**YOUR OBJECTIVE**
Say whether each statement agrees with the passage on child cognition below, and quote the words that decide it. 1. Children develop speech and language skills through imitation or analogy. 2. The writer refers to five Piagetian development stages. 3. The writer's planned career is as a teacher.

**SOURCE DOCUMENT**
As a student, learning about cognition in a child also enables me to explain the different stages of a child’s growth and development. For instance, applying Piagetian four development stages, it is easier to explain to a parent or a caregiver, why their kids are behaving in a particular manner. In other words, understanding the concepts of cognitive development in children will positively shape my career as a psychologist. For example, it is easy to advise a parent or a caregiver on the role of environment in the child cognitive development. It is notable that children learn by interacting with their milieu, by using their hands, eyes and ears (Koerber, Osterhaus and Sodian 69). For instance, children develop speech and language skills by observing the environment using either imitation or analogy. Understanding such concepts will enable me to provide professional advice to parents on ways to enhance their kids’ cognitive development over time.

Natural-language object grounding data:

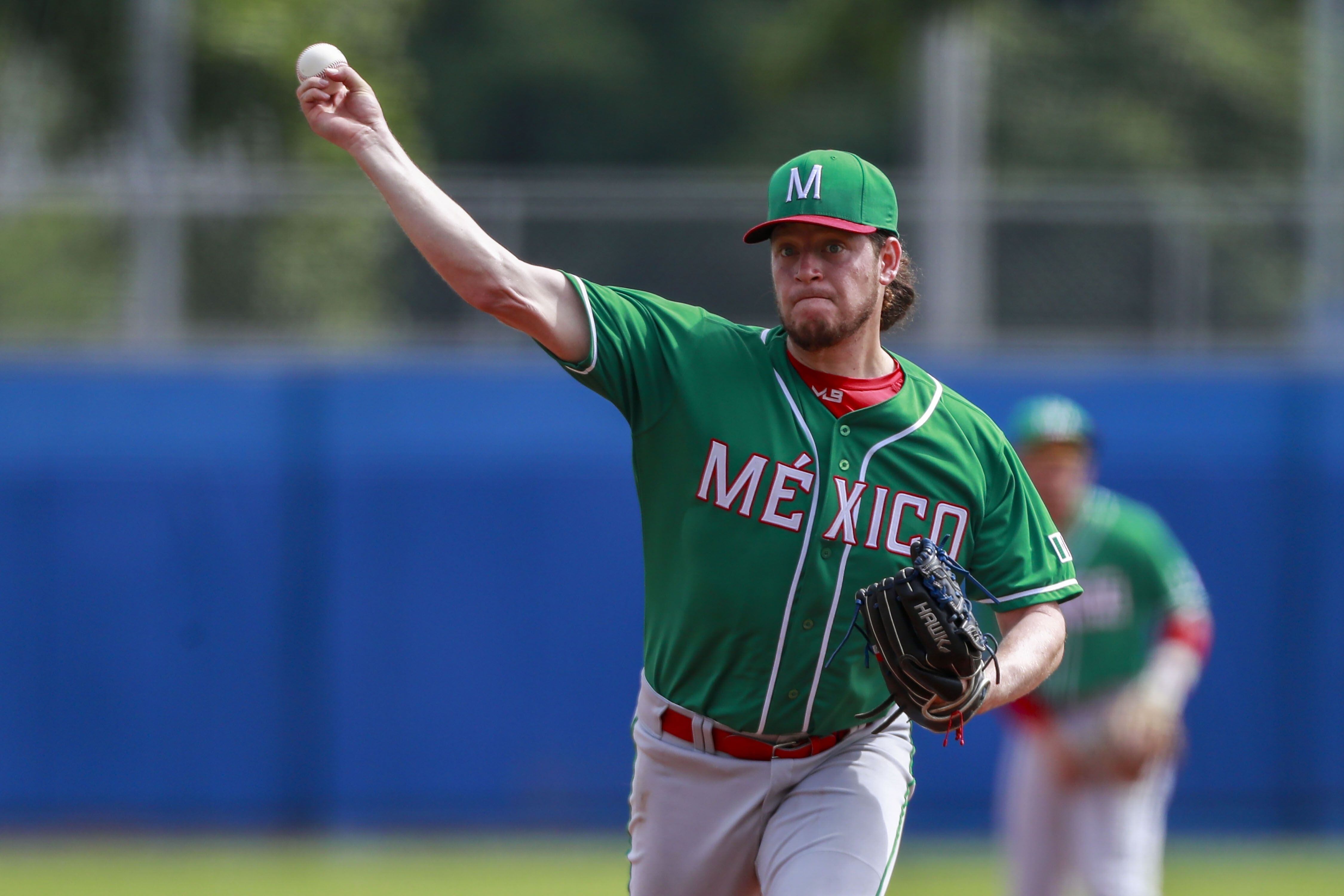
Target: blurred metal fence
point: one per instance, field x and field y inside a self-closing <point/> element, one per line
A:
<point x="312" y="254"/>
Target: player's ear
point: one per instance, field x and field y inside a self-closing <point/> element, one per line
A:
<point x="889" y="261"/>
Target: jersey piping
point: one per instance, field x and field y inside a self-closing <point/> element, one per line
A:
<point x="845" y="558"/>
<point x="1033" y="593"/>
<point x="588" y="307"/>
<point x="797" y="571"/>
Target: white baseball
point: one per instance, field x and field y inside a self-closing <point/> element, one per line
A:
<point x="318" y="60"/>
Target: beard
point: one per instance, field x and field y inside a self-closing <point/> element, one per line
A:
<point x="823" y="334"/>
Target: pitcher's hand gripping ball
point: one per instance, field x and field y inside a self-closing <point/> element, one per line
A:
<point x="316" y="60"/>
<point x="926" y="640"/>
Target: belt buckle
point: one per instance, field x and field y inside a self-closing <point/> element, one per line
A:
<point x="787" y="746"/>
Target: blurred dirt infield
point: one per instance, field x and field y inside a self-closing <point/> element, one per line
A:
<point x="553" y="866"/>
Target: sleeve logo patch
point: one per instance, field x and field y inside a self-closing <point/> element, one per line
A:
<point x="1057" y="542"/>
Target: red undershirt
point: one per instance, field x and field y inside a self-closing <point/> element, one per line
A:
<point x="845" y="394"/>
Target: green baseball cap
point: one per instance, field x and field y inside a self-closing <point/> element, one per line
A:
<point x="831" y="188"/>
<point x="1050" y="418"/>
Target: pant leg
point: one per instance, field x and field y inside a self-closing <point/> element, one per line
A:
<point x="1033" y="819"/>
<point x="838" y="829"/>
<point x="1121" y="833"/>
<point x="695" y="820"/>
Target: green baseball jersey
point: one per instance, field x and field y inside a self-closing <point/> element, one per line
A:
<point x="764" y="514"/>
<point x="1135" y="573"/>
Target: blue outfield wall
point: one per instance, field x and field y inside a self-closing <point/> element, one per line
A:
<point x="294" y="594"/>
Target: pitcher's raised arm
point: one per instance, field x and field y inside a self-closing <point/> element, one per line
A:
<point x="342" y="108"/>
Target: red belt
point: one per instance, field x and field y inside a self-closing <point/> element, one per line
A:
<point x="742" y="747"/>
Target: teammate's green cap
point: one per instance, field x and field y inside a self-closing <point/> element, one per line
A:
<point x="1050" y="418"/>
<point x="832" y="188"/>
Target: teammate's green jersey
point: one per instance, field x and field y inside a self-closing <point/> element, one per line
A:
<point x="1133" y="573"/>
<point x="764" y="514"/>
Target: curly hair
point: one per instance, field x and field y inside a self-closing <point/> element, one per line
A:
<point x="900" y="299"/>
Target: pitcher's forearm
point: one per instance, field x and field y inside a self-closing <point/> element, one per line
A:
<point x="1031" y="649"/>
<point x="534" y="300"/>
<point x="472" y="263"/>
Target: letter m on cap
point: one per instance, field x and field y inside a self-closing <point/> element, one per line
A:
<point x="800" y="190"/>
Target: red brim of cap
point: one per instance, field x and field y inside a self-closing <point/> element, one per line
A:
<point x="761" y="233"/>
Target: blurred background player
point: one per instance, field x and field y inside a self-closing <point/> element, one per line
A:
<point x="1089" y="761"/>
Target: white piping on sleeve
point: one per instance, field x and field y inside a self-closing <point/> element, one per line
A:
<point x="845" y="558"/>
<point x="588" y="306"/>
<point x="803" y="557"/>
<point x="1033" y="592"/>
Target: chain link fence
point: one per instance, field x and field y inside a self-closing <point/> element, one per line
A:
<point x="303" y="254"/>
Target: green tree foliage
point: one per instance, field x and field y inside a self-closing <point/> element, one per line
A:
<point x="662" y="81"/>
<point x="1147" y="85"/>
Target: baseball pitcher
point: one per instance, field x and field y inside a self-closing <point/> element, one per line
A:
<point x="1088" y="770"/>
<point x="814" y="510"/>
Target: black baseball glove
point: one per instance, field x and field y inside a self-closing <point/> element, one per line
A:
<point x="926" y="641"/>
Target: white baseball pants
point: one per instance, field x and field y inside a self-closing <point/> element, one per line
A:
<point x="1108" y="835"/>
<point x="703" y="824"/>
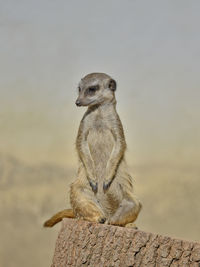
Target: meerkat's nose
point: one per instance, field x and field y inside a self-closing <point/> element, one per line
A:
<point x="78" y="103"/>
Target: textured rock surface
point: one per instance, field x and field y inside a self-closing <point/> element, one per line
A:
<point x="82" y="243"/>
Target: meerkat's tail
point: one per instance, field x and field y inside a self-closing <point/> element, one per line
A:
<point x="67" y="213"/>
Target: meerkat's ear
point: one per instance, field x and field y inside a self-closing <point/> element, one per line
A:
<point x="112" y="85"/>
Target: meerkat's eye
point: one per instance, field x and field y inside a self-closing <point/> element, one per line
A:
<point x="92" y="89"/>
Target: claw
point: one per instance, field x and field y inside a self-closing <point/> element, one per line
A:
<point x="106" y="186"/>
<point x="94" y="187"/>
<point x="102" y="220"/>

**EXERCISE SOLUTION**
1. Yes: "children develop speech and language skills by observing the environment using either imitation or analogy"
2. No: "applying Piagetian four development stages"
3. No: "will positively shape my career as a psychologist"